INSTRUCTION 1: Will you write out, word for word, the rows that start with the line containing "[pin] white wall-mounted" and run through the end of the rows?

TEXT EXTRACT:
——

Malcolm Phinney may be best known in Wallowa County for his representational paintings of nature and for the more than 20 years he managed Valley Bronze’s show house of art on Main Street in Joseph.
Phinney recently moved across the street to his own Phinney Gallery of Fine Arts at 17 S. Main St., where he and wife Tami also show the works of a few other select artists. He remains popular as a painter, with many of his Wallowa County inspired landscapes being purchased by local collectors.
But Phinney is also a sculptor who has done architectural ornamentation for the Capitol grounds in Washington, D.C., and sculptures for various other clients. His latest work is a custom creation 8 feet tall.
The full figure is of Walter Clore, a Rotarian, county extension agent in Prosser, Wash., and the man considered the father of Washington wine — in part because of his educational and retail Walter Clore Wine and Culinary Center in Prosser.
Fellow Rotarians and friends of Clore originally conceived the piece and Phinney was recommended as the artist after one of them saw some of his work in Joseph.
Phinney did a clay sketch of Walter Clore’s bust as an example of his work. On the strength of that, several models that preceded the final large sculpture were commissioned, the Prosser Rotary raised the funds for the final sculpture and the commission was completed.

——

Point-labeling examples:
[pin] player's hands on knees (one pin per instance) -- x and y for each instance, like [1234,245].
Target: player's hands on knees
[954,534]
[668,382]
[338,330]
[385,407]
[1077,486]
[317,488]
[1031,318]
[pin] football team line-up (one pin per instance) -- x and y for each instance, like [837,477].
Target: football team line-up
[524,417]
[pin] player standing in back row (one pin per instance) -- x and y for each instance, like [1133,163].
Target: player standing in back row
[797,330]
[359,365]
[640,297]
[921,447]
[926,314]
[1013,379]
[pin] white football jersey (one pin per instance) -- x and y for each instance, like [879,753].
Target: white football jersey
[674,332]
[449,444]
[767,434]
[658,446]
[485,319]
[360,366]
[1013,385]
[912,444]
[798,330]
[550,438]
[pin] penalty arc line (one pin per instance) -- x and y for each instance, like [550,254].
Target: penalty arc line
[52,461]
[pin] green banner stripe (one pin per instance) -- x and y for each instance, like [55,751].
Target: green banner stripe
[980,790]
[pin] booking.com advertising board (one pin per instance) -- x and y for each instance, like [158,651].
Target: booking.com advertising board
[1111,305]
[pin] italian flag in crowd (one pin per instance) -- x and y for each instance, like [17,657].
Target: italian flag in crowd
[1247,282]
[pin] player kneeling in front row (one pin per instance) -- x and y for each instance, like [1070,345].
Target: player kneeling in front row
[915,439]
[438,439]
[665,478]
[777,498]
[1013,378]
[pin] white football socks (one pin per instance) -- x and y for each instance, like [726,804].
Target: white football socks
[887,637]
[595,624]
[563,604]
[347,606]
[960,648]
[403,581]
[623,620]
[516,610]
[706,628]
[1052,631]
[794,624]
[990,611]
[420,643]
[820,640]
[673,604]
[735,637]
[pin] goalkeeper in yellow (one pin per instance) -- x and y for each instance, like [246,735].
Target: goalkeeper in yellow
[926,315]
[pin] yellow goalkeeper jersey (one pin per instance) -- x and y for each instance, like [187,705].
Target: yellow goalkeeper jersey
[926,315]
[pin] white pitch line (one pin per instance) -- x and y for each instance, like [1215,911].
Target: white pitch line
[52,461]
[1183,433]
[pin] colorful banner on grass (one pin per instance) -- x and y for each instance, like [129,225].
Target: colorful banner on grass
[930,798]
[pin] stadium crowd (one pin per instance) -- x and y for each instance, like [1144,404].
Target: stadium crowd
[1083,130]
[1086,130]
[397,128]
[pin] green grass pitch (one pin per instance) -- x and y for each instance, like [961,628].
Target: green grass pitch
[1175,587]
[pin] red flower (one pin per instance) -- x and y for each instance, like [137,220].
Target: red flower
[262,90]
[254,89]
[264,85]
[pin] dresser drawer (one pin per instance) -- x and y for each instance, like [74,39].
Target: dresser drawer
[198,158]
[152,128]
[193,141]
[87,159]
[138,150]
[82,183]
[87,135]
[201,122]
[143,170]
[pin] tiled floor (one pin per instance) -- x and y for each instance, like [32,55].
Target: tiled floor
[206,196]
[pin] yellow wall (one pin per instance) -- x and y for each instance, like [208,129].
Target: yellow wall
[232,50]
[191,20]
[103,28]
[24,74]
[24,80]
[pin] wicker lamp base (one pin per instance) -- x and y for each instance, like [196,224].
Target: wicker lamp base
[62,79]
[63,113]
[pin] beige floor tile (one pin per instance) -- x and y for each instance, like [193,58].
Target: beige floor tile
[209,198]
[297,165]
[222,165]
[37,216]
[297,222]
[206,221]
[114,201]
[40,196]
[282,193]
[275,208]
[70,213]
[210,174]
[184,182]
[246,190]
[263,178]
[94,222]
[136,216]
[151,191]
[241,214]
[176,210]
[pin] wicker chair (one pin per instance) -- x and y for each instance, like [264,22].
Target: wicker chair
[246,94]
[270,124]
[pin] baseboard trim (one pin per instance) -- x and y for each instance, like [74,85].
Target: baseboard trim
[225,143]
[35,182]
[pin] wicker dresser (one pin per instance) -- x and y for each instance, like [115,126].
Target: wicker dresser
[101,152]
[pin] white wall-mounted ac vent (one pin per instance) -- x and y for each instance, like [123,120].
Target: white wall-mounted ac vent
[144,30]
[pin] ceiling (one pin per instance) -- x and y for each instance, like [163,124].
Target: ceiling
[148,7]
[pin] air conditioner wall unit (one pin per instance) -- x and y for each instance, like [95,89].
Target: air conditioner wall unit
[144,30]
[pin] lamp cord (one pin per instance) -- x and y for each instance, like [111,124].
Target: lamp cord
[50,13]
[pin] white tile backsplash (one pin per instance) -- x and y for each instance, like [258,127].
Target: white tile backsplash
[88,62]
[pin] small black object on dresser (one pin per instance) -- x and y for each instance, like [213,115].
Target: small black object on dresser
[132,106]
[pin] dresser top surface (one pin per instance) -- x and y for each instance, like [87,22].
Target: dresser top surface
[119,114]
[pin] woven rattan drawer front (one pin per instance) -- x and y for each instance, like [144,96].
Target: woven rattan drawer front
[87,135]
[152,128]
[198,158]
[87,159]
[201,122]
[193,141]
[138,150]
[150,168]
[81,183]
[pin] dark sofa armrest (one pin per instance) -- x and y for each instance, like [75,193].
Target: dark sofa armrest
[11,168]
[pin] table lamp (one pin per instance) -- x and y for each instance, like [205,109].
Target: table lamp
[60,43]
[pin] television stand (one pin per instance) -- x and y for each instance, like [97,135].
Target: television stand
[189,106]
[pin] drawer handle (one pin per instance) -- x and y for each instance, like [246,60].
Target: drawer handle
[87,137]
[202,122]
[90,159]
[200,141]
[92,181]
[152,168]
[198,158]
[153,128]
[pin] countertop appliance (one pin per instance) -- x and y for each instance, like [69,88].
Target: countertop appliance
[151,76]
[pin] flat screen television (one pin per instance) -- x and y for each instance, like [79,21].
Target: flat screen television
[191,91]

——

INSTRUCTION 2:
Do these statements agree with the article about Malcolm Phinney? For each, answer yes or no and quote the words from the article that settle it.
(a) Phinney managed Valley Bronze's show house of art for more than 20 years.
(b) Phinney's latest work stands 10 feet tall.
(c) The Prosser Rotary raised the funds for the final sculpture.

TASK RESULT 1:
[pin] white wall-mounted ac vent (one pin per instance) -- x and y for each instance, like [123,120].
Target: white wall-mounted ac vent
[144,30]
[pin] ceiling (one pin per instance) -- x and y for each instance, like [163,124].
Target: ceiling
[148,7]
[pin] air conditioner wall unit (one pin per instance) -- x and y for each instance, like [95,89].
Target: air conditioner wall unit
[144,30]
[pin] lamp cord (one pin per instance) -- x and y for each instance, like [111,124].
Target: lamp cord
[50,13]
[pin] white tile backsplash (one pin per instance) -- x and y for each instance, like [258,127].
Target: white tile backsplash
[88,62]
[pin] small black object on dresser (one pin per instance) -- x and y for each instance, like [213,115].
Target: small black object on dresser
[132,106]
[pin] dresser top surface (one pin per instance) -- x and y for each instance, like [87,22].
Target: dresser top surface
[119,114]
[pin] woven rattan drawer front (one pin per instance) -- x and y for each instance, like [144,96].
Target: woven rattan drawer front
[87,135]
[152,128]
[198,158]
[87,159]
[201,122]
[193,141]
[138,150]
[150,168]
[81,183]
[pin] dark sofa armrest (one pin per instance) -- x and y for each instance, like [75,193].
Target: dark sofa armrest
[11,168]
[pin] table lamp (one pin per instance) -- x and y for each instance, like [205,109].
Target: table lamp
[60,43]
[pin] television stand (one pin per instance) -- x and y for each instance, like [97,135].
Target: television stand
[189,106]
[pin] drawer handle (one pin per instance) -- x and y for each instance, like [246,60].
Target: drawer handle
[87,137]
[202,122]
[90,159]
[200,141]
[92,181]
[152,168]
[198,158]
[153,128]
[pin] countertop appliance (one pin per instance) -- x and y for each instance, like [69,88].
Target: countertop appliance
[151,76]
[pin] flat screen television (one pin per instance) -- x and y for each instance, like [79,21].
Target: flat screen television
[191,91]

TASK RESULT 2:
(a) Yes: "for the more than 20 years he managed Valley Bronze’s show house of art on Main Street in Joseph"
(b) No: "His latest work is a custom creation 8 feet tall."
(c) Yes: "the Prosser Rotary raised the funds for the final sculpture"